-------- Dataset content

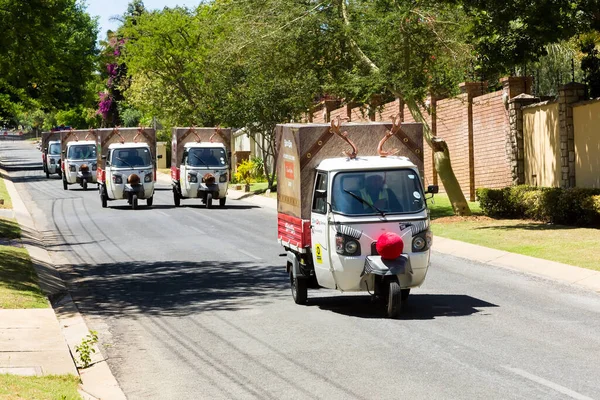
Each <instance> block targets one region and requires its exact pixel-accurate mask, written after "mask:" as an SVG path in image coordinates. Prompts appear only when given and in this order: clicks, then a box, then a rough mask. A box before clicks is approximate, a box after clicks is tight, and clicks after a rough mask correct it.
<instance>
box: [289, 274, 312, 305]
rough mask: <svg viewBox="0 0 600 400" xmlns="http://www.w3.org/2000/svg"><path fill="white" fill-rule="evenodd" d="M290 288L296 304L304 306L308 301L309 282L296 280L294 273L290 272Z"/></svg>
mask: <svg viewBox="0 0 600 400" xmlns="http://www.w3.org/2000/svg"><path fill="white" fill-rule="evenodd" d="M290 286H291V288H292V297H293V298H294V302H295V303H296V304H300V305H304V304H306V300H307V299H308V281H307V280H306V279H302V278H300V279H298V277H296V278H294V272H293V271H290Z"/></svg>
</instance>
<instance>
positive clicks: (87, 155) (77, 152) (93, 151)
mask: <svg viewBox="0 0 600 400" xmlns="http://www.w3.org/2000/svg"><path fill="white" fill-rule="evenodd" d="M67 158H68V159H69V160H89V159H92V158H96V146H94V145H93V144H78V145H73V146H70V147H69V151H68V152H67Z"/></svg>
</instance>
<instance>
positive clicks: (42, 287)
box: [0, 170, 126, 400]
mask: <svg viewBox="0 0 600 400" xmlns="http://www.w3.org/2000/svg"><path fill="white" fill-rule="evenodd" d="M0 175H1V176H2V178H4V183H5V185H6V188H7V191H8V193H9V195H10V197H11V200H12V203H13V214H14V216H15V219H16V220H17V223H18V224H19V226H20V227H21V230H22V232H27V234H26V235H27V237H25V235H23V238H24V239H27V240H26V242H25V243H23V246H24V247H25V248H26V249H27V251H28V252H29V255H30V258H31V262H32V264H33V266H34V268H35V270H36V273H37V275H38V277H40V278H42V277H46V278H51V281H52V282H53V283H52V284H51V285H49V284H45V283H44V279H40V287H41V289H42V290H43V291H44V293H46V295H47V296H48V297H49V299H50V298H51V299H52V300H53V301H50V305H51V306H52V309H53V310H54V314H55V315H56V318H57V320H58V323H59V324H60V327H61V331H62V333H63V337H64V339H65V342H66V344H67V346H68V348H69V351H70V356H71V359H72V360H73V367H74V370H75V371H76V372H77V373H78V374H79V378H80V380H81V382H82V383H81V384H80V388H79V392H80V394H82V396H83V397H84V398H85V399H90V400H98V399H111V400H112V399H115V400H121V399H123V400H124V399H126V397H125V393H123V391H122V390H121V388H120V386H119V383H118V382H117V380H116V378H115V377H114V375H113V374H112V372H111V371H110V368H109V367H108V363H107V362H106V359H104V356H103V355H102V353H101V351H100V349H99V348H98V346H97V345H94V350H95V353H93V354H92V365H91V366H90V367H88V368H86V369H80V368H81V365H78V363H77V360H76V359H75V356H74V355H75V354H76V351H75V346H77V345H79V344H80V343H81V341H82V340H83V339H84V338H85V337H86V336H87V335H88V334H89V331H90V330H89V328H88V326H87V324H86V322H85V320H84V319H83V317H82V316H81V314H80V313H79V310H78V308H77V305H76V304H75V302H74V301H73V299H72V298H71V295H70V294H69V293H68V290H67V287H66V285H65V283H64V282H63V280H62V277H61V276H60V273H59V272H58V271H57V270H56V269H55V267H54V265H53V263H52V259H51V258H50V254H48V251H47V250H46V248H45V246H44V243H43V239H40V238H41V235H40V233H39V232H38V231H37V229H36V227H35V223H34V221H33V218H32V217H31V214H30V213H29V211H28V210H27V207H26V206H25V203H23V200H22V199H21V196H20V194H19V192H18V191H17V188H16V187H15V185H14V183H13V182H12V180H10V175H8V174H6V171H4V170H0ZM92 393H93V394H92Z"/></svg>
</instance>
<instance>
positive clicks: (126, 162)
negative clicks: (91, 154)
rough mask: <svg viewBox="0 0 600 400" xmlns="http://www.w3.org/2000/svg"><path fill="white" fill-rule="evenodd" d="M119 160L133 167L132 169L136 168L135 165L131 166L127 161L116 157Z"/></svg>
mask: <svg viewBox="0 0 600 400" xmlns="http://www.w3.org/2000/svg"><path fill="white" fill-rule="evenodd" d="M115 158H116V159H117V160H119V161H121V162H123V163H125V164H127V165H129V167H131V169H133V168H135V167H134V166H133V165H131V164H129V163H128V162H127V161H125V160H123V159H122V158H121V157H115Z"/></svg>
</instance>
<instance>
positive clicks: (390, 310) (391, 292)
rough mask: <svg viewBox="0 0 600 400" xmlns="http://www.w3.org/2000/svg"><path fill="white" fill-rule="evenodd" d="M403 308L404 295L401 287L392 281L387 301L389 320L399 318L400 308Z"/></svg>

----------------

Task item :: The entries above, without their pictures, should be written out exactly.

Solution for this exercise ::
Each <instance> block targets one region and requires its exact pixel-accurate mask, written after "mask:" as an SVG path in image coordinates. Prompts appear only when given and in this order: clicks, then a box, then a rough mask. A box before clicks is approximate, a box after clicks is tight, and clicks after a rough mask correct it.
<instance>
box: [289, 274, 312, 305]
rough mask: <svg viewBox="0 0 600 400" xmlns="http://www.w3.org/2000/svg"><path fill="white" fill-rule="evenodd" d="M290 288L296 304L304 306L308 301L309 282L296 280L294 273L290 272Z"/></svg>
mask: <svg viewBox="0 0 600 400" xmlns="http://www.w3.org/2000/svg"><path fill="white" fill-rule="evenodd" d="M290 286H291V288H292V297H293V298H294V302H295V303H296V304H300V305H304V304H306V300H307V299H308V281H307V280H306V279H302V278H300V279H298V277H296V278H294V272H293V271H290Z"/></svg>
</instance>
<instance>
positive clicks: (87, 155) (77, 152) (93, 151)
mask: <svg viewBox="0 0 600 400" xmlns="http://www.w3.org/2000/svg"><path fill="white" fill-rule="evenodd" d="M67 158H68V159H69V160H89V159H92V158H96V146H94V145H93V144H78V145H73V146H70V147H69V151H68V152H67Z"/></svg>
</instance>
<instance>
positive clicks: (42, 287)
box: [0, 170, 126, 400]
mask: <svg viewBox="0 0 600 400" xmlns="http://www.w3.org/2000/svg"><path fill="white" fill-rule="evenodd" d="M0 175H1V176H2V178H4V183H5V185H6V188H7V191H8V193H9V195H10V197H11V200H12V203H13V214H14V216H15V219H16V220H17V223H18V224H19V226H20V227H21V230H22V232H27V234H26V235H27V237H25V235H23V238H24V239H27V240H26V242H25V243H23V246H24V247H25V248H26V249H27V251H28V252H29V255H30V258H31V262H32V264H33V266H34V268H35V270H36V273H37V275H38V277H40V278H42V277H46V278H51V281H52V282H53V283H52V284H51V285H49V284H45V283H44V279H40V287H41V289H42V290H43V291H44V293H46V295H47V296H48V297H49V299H50V298H51V299H52V300H53V301H50V305H51V306H52V309H53V310H54V314H55V315H56V318H57V320H58V323H59V324H60V327H61V331H62V333H63V337H64V339H65V342H66V344H67V346H68V348H69V351H70V356H71V359H72V360H73V367H74V370H75V371H76V372H77V373H78V374H79V378H80V380H81V382H82V383H81V384H80V388H79V392H80V394H82V396H83V397H84V398H85V399H90V400H98V399H111V400H112V399H115V400H121V399H123V400H124V399H126V397H125V393H123V391H122V390H121V388H120V386H119V383H118V382H117V380H116V378H115V377H114V375H113V374H112V372H111V371H110V368H109V367H108V363H107V362H106V359H104V356H103V355H102V353H101V351H100V349H99V348H98V346H97V345H94V350H95V353H93V354H92V365H91V366H90V367H88V368H86V369H80V368H81V365H78V363H77V360H76V359H75V356H74V355H75V354H76V351H75V346H77V345H79V344H80V343H81V341H82V340H83V339H84V338H85V337H86V336H87V335H88V334H89V331H90V330H89V328H88V326H87V324H86V322H85V320H84V319H83V317H82V316H81V314H80V313H79V310H78V308H77V305H76V304H75V302H74V301H73V299H72V298H71V295H70V294H69V293H68V290H67V287H66V285H65V283H64V282H63V280H62V277H61V276H60V273H59V272H58V271H57V270H56V269H55V267H54V265H53V263H52V259H51V258H50V254H48V251H47V250H46V248H45V246H44V243H43V239H40V238H41V235H40V233H39V232H38V231H37V229H36V227H35V223H34V221H33V218H32V217H31V214H30V213H29V211H28V210H27V207H26V206H25V203H23V200H22V199H21V196H20V194H19V192H18V191H17V188H16V187H15V185H14V183H13V182H12V180H10V175H8V174H6V171H4V170H0ZM92 393H93V394H92Z"/></svg>
</instance>
<instance>
positive clicks: (126, 162)
negative clicks: (91, 154)
rough mask: <svg viewBox="0 0 600 400" xmlns="http://www.w3.org/2000/svg"><path fill="white" fill-rule="evenodd" d="M119 160L133 167L132 169L136 168L135 165L131 166L127 161L116 157Z"/></svg>
mask: <svg viewBox="0 0 600 400" xmlns="http://www.w3.org/2000/svg"><path fill="white" fill-rule="evenodd" d="M115 158H116V159H117V160H119V161H121V162H123V163H125V164H127V165H129V167H131V169H133V168H135V167H134V166H133V165H131V164H129V163H128V162H127V161H125V160H123V159H122V158H121V157H115Z"/></svg>
</instance>
<instance>
positive clicks: (390, 310) (391, 292)
rough mask: <svg viewBox="0 0 600 400" xmlns="http://www.w3.org/2000/svg"><path fill="white" fill-rule="evenodd" d="M403 308L404 295L401 287L392 281L387 301L389 320L399 318L400 308Z"/></svg>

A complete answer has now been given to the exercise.